* Problem requirements: When a line of the material has the word "blue" in it, copy that line.

*** Exercise data Section Begins ***

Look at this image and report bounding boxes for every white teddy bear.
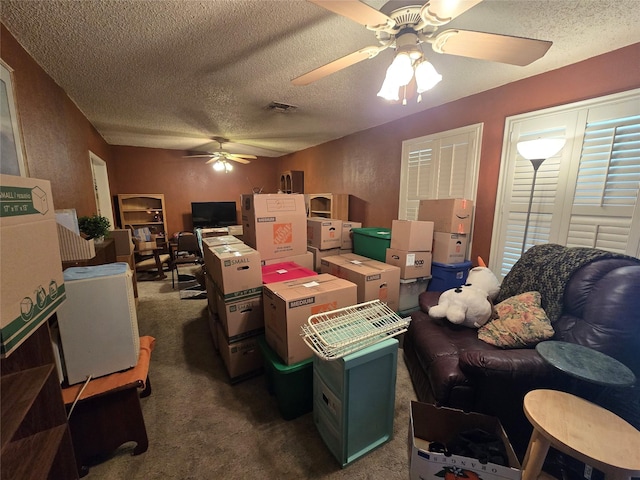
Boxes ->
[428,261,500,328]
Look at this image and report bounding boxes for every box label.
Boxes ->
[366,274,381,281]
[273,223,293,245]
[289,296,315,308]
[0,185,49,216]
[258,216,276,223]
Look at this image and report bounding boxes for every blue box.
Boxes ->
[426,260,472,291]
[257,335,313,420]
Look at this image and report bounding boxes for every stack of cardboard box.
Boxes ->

*** Exercise data Section Ends ***
*** Exercise data Section Begins ***

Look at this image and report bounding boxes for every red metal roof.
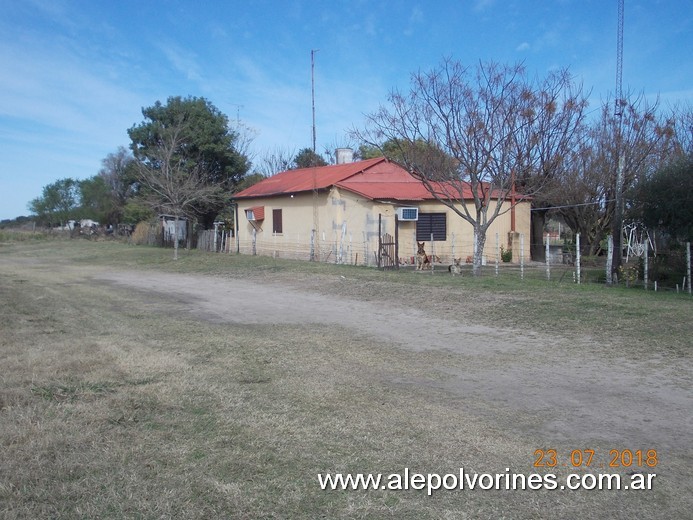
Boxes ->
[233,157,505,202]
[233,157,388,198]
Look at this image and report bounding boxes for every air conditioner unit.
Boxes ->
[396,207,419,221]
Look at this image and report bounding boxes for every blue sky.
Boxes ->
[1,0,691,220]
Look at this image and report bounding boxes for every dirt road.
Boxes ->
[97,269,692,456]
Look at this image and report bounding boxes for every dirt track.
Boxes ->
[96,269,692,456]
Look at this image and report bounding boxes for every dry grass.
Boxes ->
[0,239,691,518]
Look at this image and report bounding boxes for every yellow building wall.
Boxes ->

*** Exercise data Section Ends ***

* Result for this task:
Look at this image and report bounding boxes for every blue box.
Look at this image and report bounding boxes for every blue sky.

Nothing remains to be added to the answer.